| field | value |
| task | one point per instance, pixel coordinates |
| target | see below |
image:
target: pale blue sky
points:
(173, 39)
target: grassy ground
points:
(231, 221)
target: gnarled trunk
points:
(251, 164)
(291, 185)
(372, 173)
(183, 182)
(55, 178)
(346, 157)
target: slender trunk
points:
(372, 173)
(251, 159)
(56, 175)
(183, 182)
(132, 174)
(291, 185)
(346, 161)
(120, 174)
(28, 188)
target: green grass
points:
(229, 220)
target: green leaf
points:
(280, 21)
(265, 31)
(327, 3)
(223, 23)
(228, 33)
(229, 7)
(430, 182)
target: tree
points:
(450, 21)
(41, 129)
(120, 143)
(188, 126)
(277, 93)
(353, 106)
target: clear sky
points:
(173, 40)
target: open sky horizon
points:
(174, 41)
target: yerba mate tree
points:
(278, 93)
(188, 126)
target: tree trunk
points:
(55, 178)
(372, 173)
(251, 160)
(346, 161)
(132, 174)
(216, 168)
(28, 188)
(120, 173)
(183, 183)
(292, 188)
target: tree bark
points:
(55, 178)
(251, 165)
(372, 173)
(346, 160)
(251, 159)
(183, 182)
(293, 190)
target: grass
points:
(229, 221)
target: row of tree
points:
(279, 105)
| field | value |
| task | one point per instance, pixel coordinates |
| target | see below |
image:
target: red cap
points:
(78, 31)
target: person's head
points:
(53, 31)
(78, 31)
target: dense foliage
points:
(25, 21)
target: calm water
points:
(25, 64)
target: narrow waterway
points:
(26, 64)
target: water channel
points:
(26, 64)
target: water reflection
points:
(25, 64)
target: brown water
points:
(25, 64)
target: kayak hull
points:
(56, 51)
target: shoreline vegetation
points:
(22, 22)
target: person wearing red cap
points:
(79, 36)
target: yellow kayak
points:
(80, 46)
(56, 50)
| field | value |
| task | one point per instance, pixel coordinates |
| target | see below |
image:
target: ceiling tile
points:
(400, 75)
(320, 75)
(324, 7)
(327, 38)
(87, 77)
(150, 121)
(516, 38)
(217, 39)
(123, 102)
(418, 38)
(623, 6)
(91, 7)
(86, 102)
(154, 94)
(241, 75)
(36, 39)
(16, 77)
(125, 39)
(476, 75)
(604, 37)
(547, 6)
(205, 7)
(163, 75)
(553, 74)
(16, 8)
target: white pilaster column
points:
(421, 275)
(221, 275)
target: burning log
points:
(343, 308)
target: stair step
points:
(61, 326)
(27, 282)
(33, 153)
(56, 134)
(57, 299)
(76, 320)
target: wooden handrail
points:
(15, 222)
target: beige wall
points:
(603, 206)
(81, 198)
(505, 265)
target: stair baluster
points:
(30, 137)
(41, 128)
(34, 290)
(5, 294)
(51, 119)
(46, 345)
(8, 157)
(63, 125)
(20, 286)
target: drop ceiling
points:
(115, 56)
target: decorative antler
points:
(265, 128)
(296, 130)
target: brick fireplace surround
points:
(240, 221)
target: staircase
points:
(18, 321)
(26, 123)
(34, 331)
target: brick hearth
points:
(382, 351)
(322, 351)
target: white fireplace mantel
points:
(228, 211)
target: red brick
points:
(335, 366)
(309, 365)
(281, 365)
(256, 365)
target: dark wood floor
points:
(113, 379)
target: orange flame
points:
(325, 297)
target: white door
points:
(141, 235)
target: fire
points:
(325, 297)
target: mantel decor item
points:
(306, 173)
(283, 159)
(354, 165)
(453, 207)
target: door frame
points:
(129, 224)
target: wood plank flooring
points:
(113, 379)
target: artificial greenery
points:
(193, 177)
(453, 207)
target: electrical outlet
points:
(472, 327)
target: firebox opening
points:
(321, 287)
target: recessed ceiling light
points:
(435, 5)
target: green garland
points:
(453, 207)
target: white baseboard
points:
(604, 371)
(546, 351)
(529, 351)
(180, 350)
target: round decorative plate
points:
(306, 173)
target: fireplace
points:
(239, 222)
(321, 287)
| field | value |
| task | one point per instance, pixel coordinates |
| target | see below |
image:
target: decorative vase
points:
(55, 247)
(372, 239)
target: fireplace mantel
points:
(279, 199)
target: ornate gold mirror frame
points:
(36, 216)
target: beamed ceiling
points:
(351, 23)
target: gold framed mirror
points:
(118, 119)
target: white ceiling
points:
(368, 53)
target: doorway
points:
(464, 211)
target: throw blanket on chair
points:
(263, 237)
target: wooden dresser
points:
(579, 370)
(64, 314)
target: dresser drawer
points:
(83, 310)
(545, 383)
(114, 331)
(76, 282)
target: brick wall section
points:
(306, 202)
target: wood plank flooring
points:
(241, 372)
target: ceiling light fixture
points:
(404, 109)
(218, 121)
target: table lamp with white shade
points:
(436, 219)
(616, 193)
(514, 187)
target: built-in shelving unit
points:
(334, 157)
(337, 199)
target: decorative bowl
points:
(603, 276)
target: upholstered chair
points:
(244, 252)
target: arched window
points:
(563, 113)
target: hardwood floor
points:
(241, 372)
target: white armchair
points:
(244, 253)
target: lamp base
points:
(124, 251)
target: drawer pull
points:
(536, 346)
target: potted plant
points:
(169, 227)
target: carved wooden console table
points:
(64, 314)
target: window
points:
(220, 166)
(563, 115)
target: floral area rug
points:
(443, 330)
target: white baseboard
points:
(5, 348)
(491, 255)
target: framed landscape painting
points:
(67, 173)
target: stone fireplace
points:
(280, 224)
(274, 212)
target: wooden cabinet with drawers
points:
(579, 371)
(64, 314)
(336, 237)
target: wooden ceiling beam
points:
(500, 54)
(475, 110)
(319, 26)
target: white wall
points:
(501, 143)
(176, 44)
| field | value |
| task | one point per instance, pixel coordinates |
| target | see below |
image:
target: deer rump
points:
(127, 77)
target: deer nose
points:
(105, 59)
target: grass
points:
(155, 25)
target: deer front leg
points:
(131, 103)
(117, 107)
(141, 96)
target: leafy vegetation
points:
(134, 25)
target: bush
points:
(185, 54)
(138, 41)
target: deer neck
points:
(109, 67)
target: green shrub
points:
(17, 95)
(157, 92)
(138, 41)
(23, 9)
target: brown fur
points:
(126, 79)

- - -

Copy exactly the lines above, from the one containing "target: window" through the very last line.

target: window
points:
(220, 166)
(563, 115)
target: floral area rug
points:
(443, 330)
target: white baseboard
points:
(5, 348)
(491, 255)
target: framed landscape painting
points:
(67, 173)
target: stone fireplace
points:
(280, 224)
(274, 212)
target: wooden cabinet with drawers
points:
(579, 371)
(64, 314)
(336, 237)
target: wooden ceiling beam
points:
(500, 54)
(475, 110)
(319, 26)
target: white wall
points:
(501, 143)
(176, 44)
| field | value |
| task | one point per instance, pixel coordinates |
| target | see below |
image:
target: deer rump
points:
(127, 77)
target: deer nose
points:
(105, 59)
target: grass
points:
(155, 25)
target: deer front leg
points:
(131, 103)
(117, 107)
(141, 96)
target: leafy vegetation
points:
(134, 25)
target: bush
points:
(185, 54)
(138, 41)
target: deer neck
points:
(109, 67)
target: green shrub
points:
(17, 95)
(157, 92)
(138, 41)
(23, 9)
target: brown fur
points:
(126, 79)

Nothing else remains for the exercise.